DATA RECORDS below:

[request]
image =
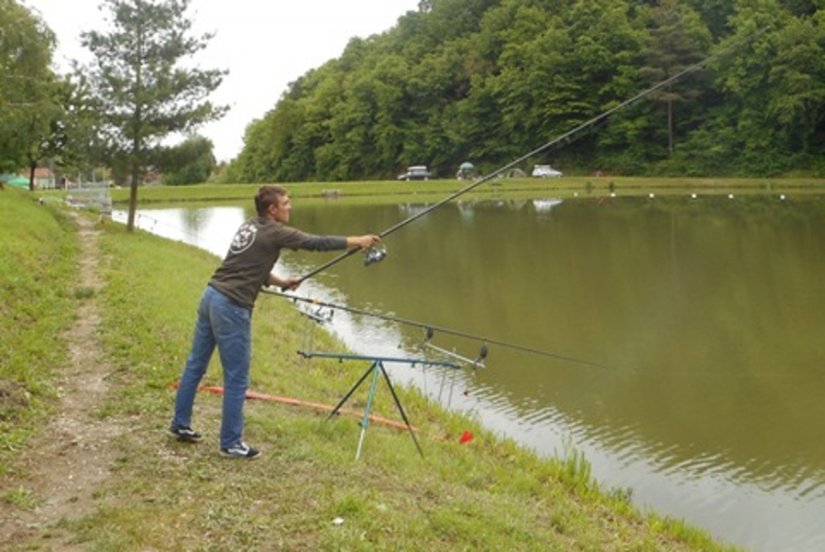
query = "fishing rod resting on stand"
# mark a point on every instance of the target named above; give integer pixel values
(431, 329)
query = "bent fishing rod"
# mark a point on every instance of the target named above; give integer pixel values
(431, 329)
(376, 255)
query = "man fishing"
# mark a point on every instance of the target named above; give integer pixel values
(225, 312)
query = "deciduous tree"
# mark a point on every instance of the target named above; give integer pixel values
(144, 90)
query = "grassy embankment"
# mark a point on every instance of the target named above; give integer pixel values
(484, 495)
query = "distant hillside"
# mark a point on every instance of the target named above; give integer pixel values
(487, 81)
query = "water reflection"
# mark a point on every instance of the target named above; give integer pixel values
(700, 317)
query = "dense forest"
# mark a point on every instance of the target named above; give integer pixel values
(488, 81)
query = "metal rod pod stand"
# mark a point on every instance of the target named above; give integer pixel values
(375, 369)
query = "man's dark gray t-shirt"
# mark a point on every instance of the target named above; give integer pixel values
(255, 250)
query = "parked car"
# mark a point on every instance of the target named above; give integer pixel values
(416, 172)
(545, 171)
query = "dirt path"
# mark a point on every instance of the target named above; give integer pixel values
(63, 466)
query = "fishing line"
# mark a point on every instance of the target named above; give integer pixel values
(378, 254)
(430, 328)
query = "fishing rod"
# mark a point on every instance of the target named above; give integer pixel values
(431, 329)
(377, 254)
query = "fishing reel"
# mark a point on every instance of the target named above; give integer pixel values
(374, 255)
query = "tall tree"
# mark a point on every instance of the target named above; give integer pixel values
(28, 103)
(678, 39)
(143, 89)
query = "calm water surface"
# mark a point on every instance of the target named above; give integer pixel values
(703, 317)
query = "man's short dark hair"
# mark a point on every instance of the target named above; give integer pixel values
(268, 195)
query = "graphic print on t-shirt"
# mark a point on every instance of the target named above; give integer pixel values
(244, 238)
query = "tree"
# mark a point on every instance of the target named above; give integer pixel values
(28, 103)
(190, 162)
(678, 40)
(143, 90)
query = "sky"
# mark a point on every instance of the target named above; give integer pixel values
(265, 45)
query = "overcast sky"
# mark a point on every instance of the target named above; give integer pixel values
(265, 44)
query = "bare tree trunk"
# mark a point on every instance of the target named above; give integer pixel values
(32, 167)
(670, 127)
(130, 223)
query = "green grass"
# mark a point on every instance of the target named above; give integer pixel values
(488, 494)
(433, 190)
(38, 253)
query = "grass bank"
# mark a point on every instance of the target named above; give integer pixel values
(433, 190)
(487, 494)
(38, 256)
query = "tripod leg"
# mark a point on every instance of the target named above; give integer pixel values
(367, 409)
(401, 409)
(349, 393)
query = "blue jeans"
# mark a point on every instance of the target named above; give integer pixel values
(225, 324)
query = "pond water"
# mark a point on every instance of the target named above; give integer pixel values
(689, 363)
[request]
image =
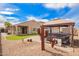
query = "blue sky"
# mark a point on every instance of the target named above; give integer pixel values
(21, 12)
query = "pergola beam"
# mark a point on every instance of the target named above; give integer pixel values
(42, 38)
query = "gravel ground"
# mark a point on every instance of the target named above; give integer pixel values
(19, 48)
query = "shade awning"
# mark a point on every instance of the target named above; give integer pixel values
(59, 22)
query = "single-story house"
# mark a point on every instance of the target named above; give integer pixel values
(27, 27)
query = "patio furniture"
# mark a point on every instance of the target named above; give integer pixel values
(57, 23)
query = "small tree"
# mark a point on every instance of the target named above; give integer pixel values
(7, 25)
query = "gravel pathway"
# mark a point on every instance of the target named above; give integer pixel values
(19, 48)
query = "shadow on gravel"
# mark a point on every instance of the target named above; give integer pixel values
(53, 53)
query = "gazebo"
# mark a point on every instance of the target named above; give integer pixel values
(56, 23)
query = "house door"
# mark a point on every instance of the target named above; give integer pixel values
(24, 30)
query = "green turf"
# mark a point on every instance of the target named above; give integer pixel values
(16, 37)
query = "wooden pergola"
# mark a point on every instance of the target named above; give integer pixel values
(56, 23)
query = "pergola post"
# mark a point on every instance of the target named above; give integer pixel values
(42, 38)
(72, 34)
(0, 45)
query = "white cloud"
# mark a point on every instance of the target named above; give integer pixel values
(36, 18)
(2, 19)
(13, 20)
(11, 9)
(58, 5)
(6, 12)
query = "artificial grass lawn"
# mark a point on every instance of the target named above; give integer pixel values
(17, 37)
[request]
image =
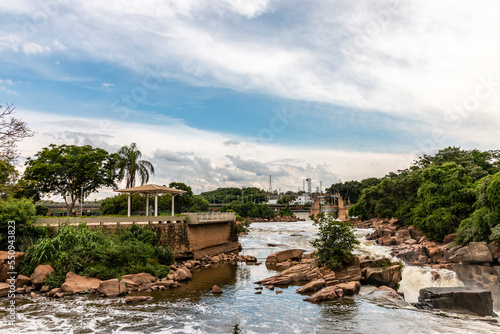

End of DATA RECORDS.

**PROBLEM REQUIREMENTS**
Everything in the material above is to be reproduced exactly, pictures aside.

**YOUR SOLUTION**
[request]
image =
query = "fishing rod resting on stand"
# mark a point on every instance of the target named above; give integer pixel values
(431, 329)
query = "bent fishing rod"
# mark a point on every instance of the target named above; give integer pixel values
(431, 329)
(376, 255)
query = "man fishing"
# mark a point on every instance of the target named above; give integer pixel values
(225, 312)
query = "deciduous tree"
# mark a point on every instance of the target named above; give integer pixel values
(144, 90)
query = "grassy embankment"
# mark a point on every instance of the target named above; give integer pixel values
(484, 495)
query = "distant hillside"
# mark a point on every instance of the target named above; give integer pixel values
(487, 81)
query = "water reflection"
# mark a point on every instance of the target named above; give integer pixel values
(700, 317)
query = "dense forest"
# mark a point on every instance of the target named above; give integer pixel values
(488, 81)
query = "metal rod pod stand"
# mark a point on every instance of the target named above; give integer pixel values
(375, 369)
query = "man's dark gray t-shirt"
# mark a point on every instance of the target named above; give integer pixel values
(255, 250)
query = "parked car"
# mark a point on every instance of the target named above; give integer pixel values
(416, 172)
(545, 171)
query = "dirt path"
# mark a point on every instance of the target named above; give integer pixel values
(63, 466)
query = "fishing line"
# mark a point on every instance of the target named above; give integer pixel values
(378, 254)
(430, 328)
query = "fishing rod"
# mark a point on every instance of the target named above; give integer pixel values
(431, 329)
(377, 254)
query = "fishing reel"
# mark a point on every instance of the target named above; give integer pixel values
(374, 255)
query = "tall tree"
# mark a point on every instance of the target named above; give integer pixel values
(28, 103)
(678, 39)
(143, 89)
query = "calm water surface"
# mark a point on every instance of the target named above; give integer pixel values
(703, 317)
query = "man's short dark hair"
# mark a point on every instance of the target named above; give integer pixel values
(268, 195)
query = "graphic print on t-shirt"
# mark a point on every instance of the target named above; give integer pixel values
(244, 238)
query = "tree"
# mark a point on every instance of the target named above; give integer pixel values
(28, 103)
(190, 162)
(678, 40)
(143, 90)
query = "sky"
# mark a point on every instance of the target named above; give integer pixel values
(265, 45)
query = "overcast sky"
# mark a point on every instance of the target named above; give integer pixel values
(265, 44)
query = "bare tree trunk"
# mark a point on every instance of the target named above; give integer pixel values
(32, 167)
(670, 127)
(130, 223)
query = "green grass"
# mark a point on every instance of the target named above; give integer pixel values
(488, 494)
(433, 190)
(38, 253)
query = "grass bank"
# mark a point on every instance of the target named above; give integer pixel values
(433, 190)
(487, 494)
(38, 256)
query = "tripod leg"
# mark a point on every instance of the target named above; give integer pixel values
(367, 409)
(401, 409)
(349, 393)
query = "blue jeans"
# mark a point on every instance of the target named above; give integer pixel values
(225, 324)
query = "pond water"
# mark a point on every instance of the target named above; give integer pixel values
(689, 363)
[request]
image =
query = "blue sky"
# mark a point on every instance of the target named above; give integer pixel values
(21, 12)
query = "pergola beam"
# mark a point on every instance of the target named above; give integer pixel values
(42, 38)
query = "gravel ground"
# mark a point on every instance of the target named above; give integer pixel values
(19, 48)
query = "shade awning"
# mark a point on every instance of the target named above; give integer pixel values
(59, 22)
query = "single-story house"
# mark a point on every instance of the target named above; give integer pixel values
(27, 27)
query = "patio furniture"
# mark a point on every instance of the target named above; give integer pixel values
(57, 23)
query = "small tree"
# mark a point on every instance of the target named above; give integer pixel values
(7, 25)
query = "gravel pathway"
# mark a point on every instance of the target named above; give integer pixel values
(19, 48)
query = "shadow on gravel"
# mark a point on every instance of the target named above; give integer pixel values
(53, 53)
query = "gazebo"
# mark a point on every instance of the target named above; give integer pixel values
(56, 23)
query = "house door"
# mark a point on every instance of the target named above; give integer pixel values
(24, 30)
query = "green turf"
# mark a point on every instance of the target named above; give integer pixel values
(16, 37)
query = "wooden pergola"
# mark a point on every instance of the target named above; give integer pixel values
(56, 23)
query = "pergola post"
# mark a point on every instance of the target named above; give integer pixel values
(42, 38)
(72, 34)
(0, 45)
query = "white cloud"
# mark a point on every instance of the target named above; give integer pixel values
(36, 18)
(2, 19)
(13, 20)
(11, 9)
(58, 5)
(6, 12)
query = "artificial grass lawn"
# mark a point on every instance of the target named above; give integer pixel values
(17, 37)
[request]
image =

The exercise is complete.